> [EXERCISE]: Beneath this sentence is a set of records; write each of them out exactly.

> [DATA]:
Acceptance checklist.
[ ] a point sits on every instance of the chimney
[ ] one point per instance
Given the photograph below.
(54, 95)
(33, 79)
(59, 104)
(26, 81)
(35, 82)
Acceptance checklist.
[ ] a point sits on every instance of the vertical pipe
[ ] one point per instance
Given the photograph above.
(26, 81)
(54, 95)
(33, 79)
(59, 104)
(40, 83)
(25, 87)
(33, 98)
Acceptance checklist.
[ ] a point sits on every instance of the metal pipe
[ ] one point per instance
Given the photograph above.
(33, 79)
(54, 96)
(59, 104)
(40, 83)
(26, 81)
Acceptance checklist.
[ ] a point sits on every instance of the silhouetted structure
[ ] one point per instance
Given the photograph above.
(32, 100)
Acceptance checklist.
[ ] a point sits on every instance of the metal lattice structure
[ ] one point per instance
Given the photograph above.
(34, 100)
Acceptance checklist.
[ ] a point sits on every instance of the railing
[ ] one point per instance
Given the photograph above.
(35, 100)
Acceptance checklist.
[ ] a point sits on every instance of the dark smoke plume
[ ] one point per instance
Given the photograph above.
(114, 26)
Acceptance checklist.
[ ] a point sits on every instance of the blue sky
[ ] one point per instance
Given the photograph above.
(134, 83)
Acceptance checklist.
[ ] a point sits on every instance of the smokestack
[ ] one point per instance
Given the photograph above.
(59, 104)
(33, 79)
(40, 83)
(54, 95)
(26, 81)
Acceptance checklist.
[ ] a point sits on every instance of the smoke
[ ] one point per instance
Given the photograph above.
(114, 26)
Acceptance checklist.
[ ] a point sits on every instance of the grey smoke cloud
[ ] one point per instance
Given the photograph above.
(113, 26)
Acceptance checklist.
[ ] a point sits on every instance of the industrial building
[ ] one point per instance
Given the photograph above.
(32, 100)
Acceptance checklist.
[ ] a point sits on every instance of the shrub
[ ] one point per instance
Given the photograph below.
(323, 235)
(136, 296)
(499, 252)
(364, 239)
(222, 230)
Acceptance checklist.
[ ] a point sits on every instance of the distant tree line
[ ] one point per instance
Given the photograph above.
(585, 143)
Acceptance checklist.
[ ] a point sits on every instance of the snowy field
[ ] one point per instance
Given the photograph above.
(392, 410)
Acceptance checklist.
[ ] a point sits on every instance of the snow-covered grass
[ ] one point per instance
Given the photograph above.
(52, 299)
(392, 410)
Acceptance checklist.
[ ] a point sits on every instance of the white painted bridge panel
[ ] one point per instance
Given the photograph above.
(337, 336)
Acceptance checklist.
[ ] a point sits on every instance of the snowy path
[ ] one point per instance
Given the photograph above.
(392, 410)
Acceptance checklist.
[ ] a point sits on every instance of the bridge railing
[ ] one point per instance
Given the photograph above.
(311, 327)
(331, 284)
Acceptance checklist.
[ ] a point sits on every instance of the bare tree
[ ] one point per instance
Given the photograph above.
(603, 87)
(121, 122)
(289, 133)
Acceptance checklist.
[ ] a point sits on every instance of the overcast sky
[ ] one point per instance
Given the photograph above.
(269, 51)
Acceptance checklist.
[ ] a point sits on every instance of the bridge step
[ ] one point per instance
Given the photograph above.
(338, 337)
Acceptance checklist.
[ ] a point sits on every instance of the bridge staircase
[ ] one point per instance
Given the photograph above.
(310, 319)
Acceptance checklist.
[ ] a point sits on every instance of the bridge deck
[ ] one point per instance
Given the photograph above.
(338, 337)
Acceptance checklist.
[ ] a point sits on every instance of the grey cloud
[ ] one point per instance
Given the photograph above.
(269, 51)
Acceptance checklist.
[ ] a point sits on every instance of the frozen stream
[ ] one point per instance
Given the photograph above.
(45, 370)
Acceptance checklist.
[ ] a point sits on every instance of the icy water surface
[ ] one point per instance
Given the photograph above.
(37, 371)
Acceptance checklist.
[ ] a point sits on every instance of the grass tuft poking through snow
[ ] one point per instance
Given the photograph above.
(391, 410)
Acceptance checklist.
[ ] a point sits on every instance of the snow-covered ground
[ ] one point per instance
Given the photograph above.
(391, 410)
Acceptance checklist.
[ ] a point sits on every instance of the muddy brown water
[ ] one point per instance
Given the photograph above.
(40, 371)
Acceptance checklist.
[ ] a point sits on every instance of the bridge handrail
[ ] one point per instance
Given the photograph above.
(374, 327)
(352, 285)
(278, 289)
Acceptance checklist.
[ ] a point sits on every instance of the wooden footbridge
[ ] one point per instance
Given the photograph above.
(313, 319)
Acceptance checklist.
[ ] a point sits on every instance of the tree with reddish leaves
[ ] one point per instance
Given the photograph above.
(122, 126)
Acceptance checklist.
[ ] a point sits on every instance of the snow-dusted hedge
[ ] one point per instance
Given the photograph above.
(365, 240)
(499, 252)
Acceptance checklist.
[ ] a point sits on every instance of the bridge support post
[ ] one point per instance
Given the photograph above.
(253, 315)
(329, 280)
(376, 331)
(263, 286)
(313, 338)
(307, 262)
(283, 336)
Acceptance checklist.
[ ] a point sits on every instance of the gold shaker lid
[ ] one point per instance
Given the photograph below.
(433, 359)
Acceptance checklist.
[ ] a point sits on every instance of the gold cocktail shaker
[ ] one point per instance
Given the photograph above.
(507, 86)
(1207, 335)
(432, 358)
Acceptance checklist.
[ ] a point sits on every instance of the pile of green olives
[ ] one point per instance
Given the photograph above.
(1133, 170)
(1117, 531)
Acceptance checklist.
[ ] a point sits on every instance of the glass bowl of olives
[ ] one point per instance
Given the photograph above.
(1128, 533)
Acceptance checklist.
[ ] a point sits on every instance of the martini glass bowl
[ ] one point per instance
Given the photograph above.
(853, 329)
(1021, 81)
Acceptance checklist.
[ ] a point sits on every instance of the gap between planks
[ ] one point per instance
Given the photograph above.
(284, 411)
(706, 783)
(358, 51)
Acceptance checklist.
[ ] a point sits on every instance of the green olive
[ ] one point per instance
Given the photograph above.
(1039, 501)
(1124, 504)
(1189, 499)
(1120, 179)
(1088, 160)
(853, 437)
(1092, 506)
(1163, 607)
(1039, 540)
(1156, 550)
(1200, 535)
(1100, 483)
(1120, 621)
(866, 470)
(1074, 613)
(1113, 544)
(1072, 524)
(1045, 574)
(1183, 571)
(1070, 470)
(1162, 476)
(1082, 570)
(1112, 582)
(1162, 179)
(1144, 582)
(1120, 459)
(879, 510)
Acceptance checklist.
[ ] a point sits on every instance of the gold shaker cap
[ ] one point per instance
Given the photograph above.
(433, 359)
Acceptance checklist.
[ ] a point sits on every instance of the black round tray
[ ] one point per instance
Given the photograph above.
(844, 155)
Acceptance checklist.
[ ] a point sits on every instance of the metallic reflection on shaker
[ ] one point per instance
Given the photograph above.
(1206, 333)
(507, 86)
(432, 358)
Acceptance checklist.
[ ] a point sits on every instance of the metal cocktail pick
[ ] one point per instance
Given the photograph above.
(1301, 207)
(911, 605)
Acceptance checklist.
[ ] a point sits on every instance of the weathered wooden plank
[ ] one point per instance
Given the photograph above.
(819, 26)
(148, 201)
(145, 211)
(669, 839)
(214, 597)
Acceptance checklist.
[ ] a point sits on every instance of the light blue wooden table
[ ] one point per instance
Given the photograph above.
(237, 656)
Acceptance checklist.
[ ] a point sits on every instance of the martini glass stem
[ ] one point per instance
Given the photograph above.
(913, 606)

> [OUTPUT FOR THIS EXERCISE]:
Acceptance checklist.
[ ] a point sits on every instance of the chimney
[ ] one point per instance
Given the photograph below.
(54, 95)
(33, 79)
(59, 104)
(26, 81)
(35, 82)
Acceptance checklist.
[ ] a point sits on every instance of the vertical pipe
[ ] one point per instance
Given the photograph above.
(26, 81)
(54, 95)
(33, 79)
(59, 104)
(40, 83)
(25, 87)
(33, 98)
Acceptance checklist.
[ ] a point sits on every instance of the metal pipe
[ ] one point per instance
Given the photograph above.
(33, 79)
(54, 96)
(59, 104)
(40, 83)
(26, 81)
Acceptance checklist.
[ ] a point sits on every instance of the silhouetted structure
[ ] one point per instance
Given the photograph above.
(32, 100)
Acceptance checklist.
[ ] a point sits on every instance of the metal lattice structure
[ ] one point per instance
Given the photograph above.
(34, 100)
Acceptance checklist.
[ ] a point sits on every instance of the railing
[ ] one point per instance
Given the photograph above.
(35, 100)
Acceptance checklist.
[ ] a point sits on every instance of the dark smoke plume
[ ] one point per instance
Given the photograph above.
(114, 26)
Acceptance checklist.
[ ] a point sits on every instance of the blue sky
[ ] one point per instance
Given the photograph above.
(134, 83)
Acceptance checklist.
[ ] a point sits on every instance of the smokestack
[ ] one point per instance
Given the photograph above.
(59, 104)
(33, 79)
(40, 83)
(54, 95)
(26, 81)
Acceptance checklist.
[ ] a point sits on every instance of the smoke
[ ] one point per instance
Given the photograph above.
(114, 26)
Acceptance checklist.
[ ] a point sits on every instance of the grey smoke cloud
[ ] one point per instance
Given the photograph above.
(113, 26)
Acceptance checklist.
[ ] a point sits on every instance of the industrial building
[ ] one point per instance
Given the photograph above.
(32, 100)
Acceptance checklist.
[ ] a point sits on every instance of the shrub
[ ] one point per instance
Given the photograph below.
(323, 235)
(136, 296)
(499, 252)
(364, 239)
(222, 230)
Acceptance checklist.
[ ] a point sits on every instance of the distant tree line
[ ] one point per instance
Given the photograph above.
(585, 143)
Acceptance checklist.
[ ] a point sits on every instance of the snowy field
[ ] one point per instance
Given the photograph above.
(392, 410)
Acceptance checklist.
[ ] a point sits on every instance of the snow-covered grass
[ ] one point per instance
Given the photograph above.
(52, 299)
(392, 410)
Acceptance checklist.
[ ] a point sits on every instance of the white painted bridge panel
[ ] one point per instance
Given the photograph above.
(337, 336)
Acceptance checklist.
[ ] a point sits on every instance of the snowy path
[ ] one point per instance
Given the photograph above.
(392, 410)
Acceptance checklist.
[ ] a point sits on every instance of the bridge railing
[ ] one point per instance
Given the photograph above.
(311, 327)
(331, 284)
Acceptance checklist.
[ ] a point sits on every instance of the bare tree
[ ] one point per instance
Given the photograph above.
(603, 87)
(121, 122)
(289, 133)
Acceptance checklist.
[ ] a point sits on every instance of the overcast sky
[ ] one point per instance
Given the photograph above.
(269, 51)
Acceptance checklist.
[ ] a point sits on every instance of the bridge step
[ ] one point per instance
Given the photograph above.
(338, 337)
Acceptance checklist.
[ ] a point sits on every instance of the bridge staircase
[ ] one point per instance
Given the photograph above.
(310, 319)
Acceptance checklist.
[ ] a point sits on every instance of the bridge deck
[ ] one point per instance
Given the photograph above.
(338, 337)
Acceptance checklist.
[ ] a point sits on every instance of the grey cloud
[ ] one point per instance
Given the photograph above.
(269, 51)
Acceptance checklist.
[ ] a point sits on every instance of the frozen stream
[ ] one point per instance
Given the photograph above.
(45, 370)
Acceptance checklist.
[ ] a point sits on every instance of the icy water surface
[ ] one point per instance
Given the photograph above.
(37, 371)
Acceptance checklist.
[ ] a point sits on every instance of the grass tuft poking through snow
[ ] one point per instance
Given the photograph above.
(391, 410)
Acceptance checklist.
[ ] a point sits on every instance of the snow-covered ground
[ ] one point per instance
Given the photograph above.
(391, 410)
Acceptance checklist.
[ ] a point sits on every instance of the muddy brown water
[ ] one point per instance
Given the photograph above.
(40, 371)
Acceptance checklist.
[ ] a point sits on every instance of the bridge handrail
[ ] one point per instance
Given the photograph above.
(374, 327)
(352, 285)
(278, 289)
Acceptance checklist.
[ ] a point sits on every instance of the wooden footbridge
[ ] one point per instance
Given the photograph above.
(313, 319)
Acceptance checklist.
[ ] a point sits on every instance of the tree with reddish leaves
[ ] one point per instance
Given the photograph above.
(122, 126)
Acceptance checklist.
[ ] a point sits on every instance of the snow-dusted hedge
[ ] one point per instance
Given the photograph above.
(365, 240)
(499, 252)
Acceptance checklist.
[ ] a point sits on every instance of the bridge support post
[ ] one point per instance
Given the photograph above.
(253, 315)
(329, 280)
(376, 331)
(263, 286)
(313, 338)
(307, 262)
(283, 336)
Acceptance checklist.
[ ] a point sits on every instance of the gold shaker lid
[ ] one point per instance
Given the photograph below.
(433, 359)
Acceptance checklist.
[ ] a point sits on every instance of the gold cocktail shaker
[ ] one point per instance
Given the photograph above.
(507, 86)
(1207, 335)
(432, 358)
Acceptance checklist.
[ ] a point sits on every instance of the pile of green olives
[ ] one point per instance
Given the photograph above.
(1133, 170)
(1117, 531)
Acceptance checklist.
[ ] a point sits on every instance of the glass bowl of olives
[ ] one point per instance
Given the photograph above.
(1128, 533)
Acceptance checklist.
[ ] a point sits on every instance of the martini glass bowl
[ ] one point per instance
Given the photograph above.
(853, 329)
(1021, 81)
Acceptance checklist.
[ ] a point sits on every instance of the gap between planks
[ ] one point per instance
Given the photograph above.
(284, 411)
(706, 783)
(358, 51)
Acceptance checklist.
[ ] a point sits on every instance of the green olive
[ ] one point per instance
Given the photograph above.
(1039, 501)
(1124, 504)
(1189, 499)
(1120, 179)
(1088, 160)
(853, 437)
(1092, 506)
(1163, 607)
(1039, 540)
(1156, 550)
(1200, 535)
(1100, 483)
(1120, 621)
(866, 470)
(1074, 613)
(1113, 544)
(1072, 524)
(1045, 574)
(1183, 571)
(1070, 470)
(1162, 476)
(1082, 570)
(1112, 582)
(1162, 179)
(1144, 582)
(1120, 459)
(879, 510)
Acceptance checklist.
[ ] a point sits on every instance of the gold shaker cap
[ ] one point per instance
Given the photograph above.
(433, 359)
Acceptance checklist.
[ ] a point sits on every instance of the black round tray
[ ] one point per instance
Given the photograph above.
(844, 155)
Acceptance checklist.
[ ] a point sits on every instance of the metallic reflection on shaker
[ ] one point per instance
Given the photograph above.
(1206, 333)
(507, 86)
(432, 358)
Acceptance checklist.
[ ] a point sits on every instance of the metal cocktail pick
[ ] one point per instance
Given the photograph above.
(1301, 207)
(911, 605)
Acceptance checklist.
[ ] a point sits on every instance of the weathered wooden plank
[ ] one point per instance
Given the photograph above.
(819, 26)
(148, 201)
(145, 211)
(669, 839)
(214, 597)
Acceptance checklist.
[ ] a point sits on every instance of the light blue wooden table
[ ] one point per instance
Given the photograph above.
(237, 656)
Acceptance checklist.
[ ] a point sits on every instance of the martini glass stem
[ ] one point per instance
Given the photograph above.
(913, 606)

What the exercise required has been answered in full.